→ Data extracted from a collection
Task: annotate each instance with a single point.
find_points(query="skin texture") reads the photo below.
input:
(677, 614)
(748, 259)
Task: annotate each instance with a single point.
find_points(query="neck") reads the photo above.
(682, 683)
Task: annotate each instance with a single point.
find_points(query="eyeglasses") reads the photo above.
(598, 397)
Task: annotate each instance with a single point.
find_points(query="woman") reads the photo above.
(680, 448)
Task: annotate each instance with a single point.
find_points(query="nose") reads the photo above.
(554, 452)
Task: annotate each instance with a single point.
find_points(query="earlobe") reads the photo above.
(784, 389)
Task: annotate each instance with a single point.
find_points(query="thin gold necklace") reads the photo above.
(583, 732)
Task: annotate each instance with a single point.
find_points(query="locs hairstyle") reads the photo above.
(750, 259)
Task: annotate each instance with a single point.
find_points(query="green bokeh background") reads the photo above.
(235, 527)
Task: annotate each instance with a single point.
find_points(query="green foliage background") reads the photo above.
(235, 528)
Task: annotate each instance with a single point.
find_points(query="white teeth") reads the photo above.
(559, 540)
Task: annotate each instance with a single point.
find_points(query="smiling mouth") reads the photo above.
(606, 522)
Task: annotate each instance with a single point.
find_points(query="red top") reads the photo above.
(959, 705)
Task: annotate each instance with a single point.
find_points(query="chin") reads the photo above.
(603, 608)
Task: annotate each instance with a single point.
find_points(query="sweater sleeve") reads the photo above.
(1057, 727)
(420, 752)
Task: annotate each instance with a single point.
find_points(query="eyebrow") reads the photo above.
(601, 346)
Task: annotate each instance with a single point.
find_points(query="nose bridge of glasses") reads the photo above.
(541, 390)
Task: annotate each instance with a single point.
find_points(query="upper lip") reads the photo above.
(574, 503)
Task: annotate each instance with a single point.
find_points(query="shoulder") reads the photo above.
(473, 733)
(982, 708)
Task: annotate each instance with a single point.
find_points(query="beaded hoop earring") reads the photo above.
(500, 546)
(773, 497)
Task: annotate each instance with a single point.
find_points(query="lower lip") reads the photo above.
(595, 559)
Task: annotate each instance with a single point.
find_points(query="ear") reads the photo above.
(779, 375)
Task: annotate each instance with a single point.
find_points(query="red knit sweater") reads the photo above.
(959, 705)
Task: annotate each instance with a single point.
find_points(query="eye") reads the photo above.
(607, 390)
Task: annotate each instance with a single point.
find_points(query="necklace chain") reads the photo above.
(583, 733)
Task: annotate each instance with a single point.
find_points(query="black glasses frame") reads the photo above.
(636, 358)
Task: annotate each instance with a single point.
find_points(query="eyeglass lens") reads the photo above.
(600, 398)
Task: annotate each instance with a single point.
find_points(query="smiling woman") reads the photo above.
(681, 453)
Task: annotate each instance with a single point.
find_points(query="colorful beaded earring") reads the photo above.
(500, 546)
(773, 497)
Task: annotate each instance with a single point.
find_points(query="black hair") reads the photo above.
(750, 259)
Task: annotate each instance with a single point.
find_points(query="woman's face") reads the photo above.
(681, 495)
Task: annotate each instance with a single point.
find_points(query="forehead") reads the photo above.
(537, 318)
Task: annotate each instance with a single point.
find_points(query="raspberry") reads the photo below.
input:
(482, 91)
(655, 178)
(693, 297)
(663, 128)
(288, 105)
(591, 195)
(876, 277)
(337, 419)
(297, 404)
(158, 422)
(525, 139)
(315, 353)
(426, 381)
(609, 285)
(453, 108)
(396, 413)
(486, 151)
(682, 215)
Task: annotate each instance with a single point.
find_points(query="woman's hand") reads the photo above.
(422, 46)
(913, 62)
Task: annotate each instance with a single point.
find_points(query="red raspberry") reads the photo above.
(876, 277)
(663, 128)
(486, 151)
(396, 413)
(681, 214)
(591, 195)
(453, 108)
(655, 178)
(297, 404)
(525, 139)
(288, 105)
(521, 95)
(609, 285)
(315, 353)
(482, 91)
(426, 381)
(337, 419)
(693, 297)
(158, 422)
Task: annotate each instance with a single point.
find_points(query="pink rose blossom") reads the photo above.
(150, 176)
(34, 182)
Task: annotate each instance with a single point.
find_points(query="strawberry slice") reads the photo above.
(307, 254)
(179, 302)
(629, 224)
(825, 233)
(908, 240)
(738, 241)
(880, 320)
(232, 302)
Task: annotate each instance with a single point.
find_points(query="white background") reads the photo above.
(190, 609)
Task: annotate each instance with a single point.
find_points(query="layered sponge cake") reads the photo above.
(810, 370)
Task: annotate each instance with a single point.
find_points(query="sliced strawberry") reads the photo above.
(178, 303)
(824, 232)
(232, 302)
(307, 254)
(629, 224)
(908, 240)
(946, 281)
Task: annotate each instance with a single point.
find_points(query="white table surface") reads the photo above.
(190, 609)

→ What the task asks
From the records above, extract every entry verbatim.

→ Completed task
Task: annotate each instance with a single point.
find_points(query="skin texture") reads the photo below.
input:
(677, 614)
(748, 259)
Task: annotate each instance with a single point.
find_points(query="neck") reads the photo above.
(682, 683)
Task: annotate each instance with a single point.
find_points(query="eyeglasses") reads the photo above.
(598, 397)
Task: annotate each instance with a single point.
find_points(query="woman") reads the photo above.
(680, 448)
Task: annotate each instance with a single point.
find_points(query="nose") reads the photo above.
(554, 452)
Task: annotate each instance with a single point.
find_points(query="earlobe") reads the photo above.
(784, 389)
Task: annotate each instance with a single point.
find_points(query="thin gold necklace") reads the photo above.
(583, 732)
Task: annotate each instance with a single point.
find_points(query="locs hairstyle") reads the photo above.
(750, 259)
Task: annotate each instance with a single point.
find_points(query="green bokeh background") reads the photo above.
(235, 527)
Task: annotate each instance with a single point.
find_points(query="green foliage background") reads the photo above.
(235, 528)
Task: annotate each instance with a single point.
find_points(query="white teeth") reads the photo above.
(559, 540)
Task: annotate each instance with a single point.
find_points(query="smiling mouth") reads the photo above.
(606, 522)
Task: annotate each instance with a single point.
find_points(query="red top") reads the photo above.
(959, 705)
Task: annotate each instance with a single point.
find_points(query="chin") reads the photo above.
(603, 608)
Task: annotate each instance with a single point.
find_points(query="sweater sleeve") reads the photo above.
(1057, 727)
(420, 752)
Task: annotate each instance with a single point.
find_points(query="eyebrow") reads the photo above.
(601, 346)
Task: annotate each instance with a single point.
find_points(query="nose bridge of glasses") reads the photo above.
(541, 390)
Task: annotate each instance with a single point.
find_points(query="upper lip") reads the photo above.
(574, 503)
Task: annotate each instance with a single point.
find_points(query="shoulder") reads the photo above.
(473, 733)
(982, 708)
Task: annotate each instance with a single point.
find_points(query="beaded hoop earring") reads the photo above.
(500, 546)
(773, 497)
Task: annotate each instance with a single point.
find_points(query="lower lip") reads the photo above.
(595, 559)
Task: annotate each instance with a single point.
find_points(query="ear") reads the photo above.
(779, 375)
Task: annotate each instance with a single point.
find_points(query="red knit sweater") reads the photo above.
(959, 705)
Task: annotate each instance with a single point.
find_points(query="eye") reads the photo above.
(607, 390)
Task: annotate each instance with a single point.
find_points(query="necklace chain") reads the photo above.
(583, 733)
Task: annotate each instance with a single point.
find_points(query="black glasses frame") reads the photo above.
(636, 358)
Task: annotate each instance with a single point.
find_points(query="eyeglass lens") reads the photo above.
(600, 398)
Task: annotate each instance with a single point.
find_points(query="smiling woman") reads the photo above.
(681, 453)
Task: annotate each instance with a single point.
find_points(query="colorful beaded earring") reads the photo above.
(500, 546)
(773, 497)
Task: annotate each instance with a single point.
find_points(query="black hair") reads the photo above.
(750, 259)
Task: annotate each instance with a single point.
find_points(query="woman's face") reads the photo above.
(681, 495)
Task: annotate each instance with a single point.
find_points(query="forehead") reads the photo above.
(537, 318)
Task: annotate each instance with a single point.
find_points(query="raspberry") reads the photo below.
input:
(482, 91)
(655, 178)
(693, 297)
(663, 128)
(288, 105)
(591, 195)
(876, 277)
(337, 419)
(297, 404)
(158, 422)
(525, 139)
(315, 353)
(426, 381)
(609, 285)
(453, 108)
(396, 413)
(486, 151)
(682, 215)
Task: annotate each instance with a single point.
find_points(query="woman's hand") reads the photo above.
(422, 46)
(913, 62)
Task: annotate each instance with a single point.
find_points(query="red raspberry") reads the photo above.
(876, 277)
(663, 128)
(486, 151)
(396, 413)
(681, 214)
(591, 195)
(453, 108)
(655, 178)
(297, 404)
(525, 139)
(288, 105)
(521, 95)
(609, 285)
(315, 353)
(482, 91)
(426, 381)
(337, 419)
(693, 297)
(158, 422)
Task: annotate each instance with a single point.
find_points(query="pink rose blossom") reads the photo above.
(150, 176)
(34, 182)
Task: annotate each instance with a single point.
find_points(query="strawberry slice") reads the photo above.
(307, 254)
(179, 302)
(629, 224)
(825, 233)
(908, 240)
(738, 241)
(880, 320)
(232, 302)
Task: annotate each instance with a single point.
find_points(query="white background") reads the photo above.
(190, 609)
Task: annotate each instance with a single point.
find_points(query="layered sponge cake") reads the photo above.
(810, 370)
Task: annotate each instance with a single point.
find_points(query="sliced strawberry") reads the photo above.
(178, 303)
(824, 232)
(232, 302)
(307, 254)
(629, 224)
(908, 240)
(946, 281)
Task: annotate each instance with a single point.
find_points(query="white table surface") reads the photo above.
(190, 609)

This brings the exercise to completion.